▸ Objetivos
a: No acórdão do processo C-264/17, que tribunal apresentou o pedido de decisão prejudicial?
b: Escreva a continuação do acórdão do processo C-264/17 a partir da última frase apresentada.

▸ Secção do documento
▬▬▬▬▬▬
No processo C-264/17,
que tem por objeto um pedido de decisão prejudicial apresentado, nos termos do artigo 267.° TFUE, pelo Finanzgericht Münster (Tribunal Tributário de Münster, Alemanha), por decisão de 11 de maio de 2017, que deu entrada no Tribunal de Justiça em 17 de maio de 2017, no processo
Harry Mensing
contra
Finanzamt Hamm,
O TRIBUNAL DE JUSTIÇA (Quarta Secção),
composto por: T. von Danwitz, presidente da Sétima Secção, exercendo funções de presidente da Quarta Secção, K. Jürimäe, C. Lycourgos, E. Juhász e C. Vajda (relator), juízes,
advogado-geral: M. Szpunar,
secretário: R. Șereș, administradora,
vistos os autos e após a audiência de 14 de junho de 2018,
vistas as observações apresentadas:
– em representação de H. Mensing, por O.-G. Lippross, Rechtsanwalt, e H. Portheine, técnico oficial de contas,
– em representação do Governo alemão, por T. Henze e R. Kanitz, na qualidade de agentes,
– em representação da Comissão Europeia, por L. Lozano Palacios, F. Clotuche-Duvieusart, M. Wasmeier e R. Lyal, na qualidade de agentes,
ouvidas as conclusões do advogado-geral na audiência de 13 de setembro de 2018,
profere o presente
Acórdão
1 O pedido de decisão prejudicial tem por objeto a interpretação do artigo 316.°, n.° 1, alínea b), e do artigo 322.°, alínea b), da Diretiva 2006/112/CE do Conselho, de 28 de novembro de 2006, relativa ao sistema comum do imposto sobre o valor acrescentado (JO 2006, L 347, p. 1, a seguir «Diretiva IVA»).
2 Este pedido foi apresentado no âmbito de um litígio que opõe Harry Mensing, um comerciante de objetos de arte, ao Finanzamt Hamm (serviço tributário de Hamm, Alemanha) a propósito da recusa deste último de conceder o benefício do regime da margem de lucro para as entregas de objetos de arte adquiridos noutros Estados-Membros pelo recorrente no processo principal.
▬▬▬▬▬▬
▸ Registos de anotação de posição
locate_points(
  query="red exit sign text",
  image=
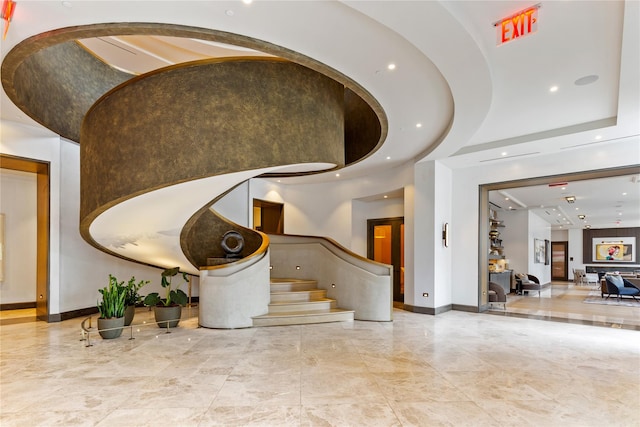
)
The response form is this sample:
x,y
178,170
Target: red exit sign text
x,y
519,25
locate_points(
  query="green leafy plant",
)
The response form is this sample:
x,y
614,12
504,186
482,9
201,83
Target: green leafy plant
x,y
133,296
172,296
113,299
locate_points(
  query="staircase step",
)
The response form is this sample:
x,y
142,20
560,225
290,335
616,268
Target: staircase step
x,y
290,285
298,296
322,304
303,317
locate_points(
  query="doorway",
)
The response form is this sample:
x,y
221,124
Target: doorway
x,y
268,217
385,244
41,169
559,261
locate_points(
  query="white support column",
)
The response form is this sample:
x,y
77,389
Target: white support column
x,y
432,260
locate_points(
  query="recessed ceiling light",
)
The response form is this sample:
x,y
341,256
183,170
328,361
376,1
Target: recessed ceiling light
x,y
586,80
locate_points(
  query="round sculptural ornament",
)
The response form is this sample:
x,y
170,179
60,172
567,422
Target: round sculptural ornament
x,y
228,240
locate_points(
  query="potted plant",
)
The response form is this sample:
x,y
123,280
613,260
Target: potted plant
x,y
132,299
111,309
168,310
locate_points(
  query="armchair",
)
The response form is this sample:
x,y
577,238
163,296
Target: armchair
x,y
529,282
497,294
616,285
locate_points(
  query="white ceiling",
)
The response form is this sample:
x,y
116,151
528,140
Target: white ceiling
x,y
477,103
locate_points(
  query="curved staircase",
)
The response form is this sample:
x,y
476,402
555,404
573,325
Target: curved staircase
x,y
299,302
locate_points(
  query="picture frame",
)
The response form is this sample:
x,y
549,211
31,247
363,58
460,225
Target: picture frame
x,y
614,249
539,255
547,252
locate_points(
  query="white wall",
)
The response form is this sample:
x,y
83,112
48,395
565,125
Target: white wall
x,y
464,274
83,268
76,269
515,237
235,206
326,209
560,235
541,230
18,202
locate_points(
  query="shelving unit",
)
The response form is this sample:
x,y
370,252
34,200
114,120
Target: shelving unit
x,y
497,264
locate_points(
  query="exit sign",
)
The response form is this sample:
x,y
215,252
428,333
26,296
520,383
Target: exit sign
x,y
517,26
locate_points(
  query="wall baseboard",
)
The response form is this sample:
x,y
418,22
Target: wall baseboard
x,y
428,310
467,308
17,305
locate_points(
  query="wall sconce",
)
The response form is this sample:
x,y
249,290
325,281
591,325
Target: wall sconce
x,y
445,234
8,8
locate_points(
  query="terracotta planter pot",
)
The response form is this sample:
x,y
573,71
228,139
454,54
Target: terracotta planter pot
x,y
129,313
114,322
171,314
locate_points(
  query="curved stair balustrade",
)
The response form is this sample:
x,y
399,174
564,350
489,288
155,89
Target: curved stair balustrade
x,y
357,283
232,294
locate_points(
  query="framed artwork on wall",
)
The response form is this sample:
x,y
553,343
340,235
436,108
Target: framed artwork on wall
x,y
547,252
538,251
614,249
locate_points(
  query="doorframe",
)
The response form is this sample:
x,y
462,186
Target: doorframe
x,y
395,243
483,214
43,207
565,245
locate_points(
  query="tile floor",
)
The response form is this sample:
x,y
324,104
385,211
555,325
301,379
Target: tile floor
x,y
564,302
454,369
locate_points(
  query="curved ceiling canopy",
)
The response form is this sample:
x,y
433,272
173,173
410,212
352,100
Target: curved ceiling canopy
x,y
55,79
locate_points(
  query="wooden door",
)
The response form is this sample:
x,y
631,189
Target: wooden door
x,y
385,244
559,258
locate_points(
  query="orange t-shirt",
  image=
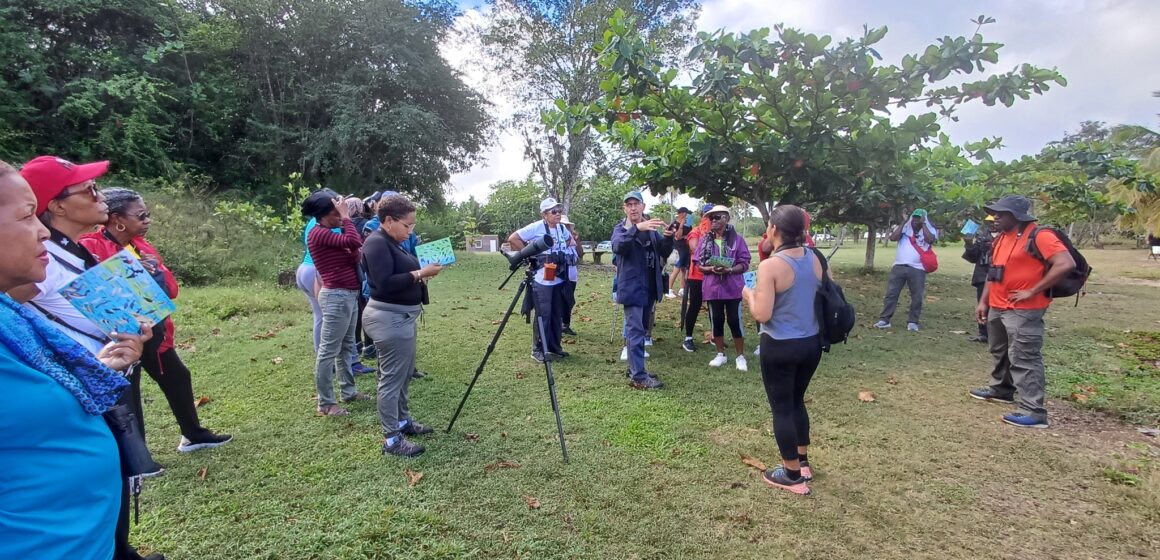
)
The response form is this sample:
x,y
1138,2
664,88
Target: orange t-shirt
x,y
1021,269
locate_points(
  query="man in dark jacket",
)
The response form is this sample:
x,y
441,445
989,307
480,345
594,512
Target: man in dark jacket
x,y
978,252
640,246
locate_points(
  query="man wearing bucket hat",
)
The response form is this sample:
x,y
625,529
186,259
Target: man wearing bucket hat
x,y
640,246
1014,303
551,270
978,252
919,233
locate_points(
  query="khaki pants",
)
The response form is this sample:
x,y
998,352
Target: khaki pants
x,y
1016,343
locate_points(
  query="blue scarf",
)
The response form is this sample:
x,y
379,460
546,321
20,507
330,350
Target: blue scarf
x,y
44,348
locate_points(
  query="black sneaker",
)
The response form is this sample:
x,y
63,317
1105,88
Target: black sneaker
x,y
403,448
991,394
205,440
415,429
▬▬▬▬▬▬
▸ Respostas ao exercício
a: O Finanzgericht Münster (Tribunal Tributário de Münster, Alemanha).

b:
Quadro jurídico
Direito da União
3 Os considerandos 4, 7 e 51 da Diretiva IVA preveem:
«(4) A realização do objetivo de criação de um mercado interno pressupõe a aplicação, nos Estados-Membros, de legislações respeitantes aos impostos sobre o volume de negócios que não falseiem as condições de concorrência e não impeçam a livre circulação de mercadorias e serviços. Por conseguinte, é necessário realizar uma harmonização das legislações respeitantes aos impostos sobre o volume de negócios mediante um sistema de imposto sobre o valor acrescentado (IVA), a fim de eliminar, tanto quanto possível, os fatores que possam falsear as condições de concorrência, tanto no plano nacional como no plano comunitário.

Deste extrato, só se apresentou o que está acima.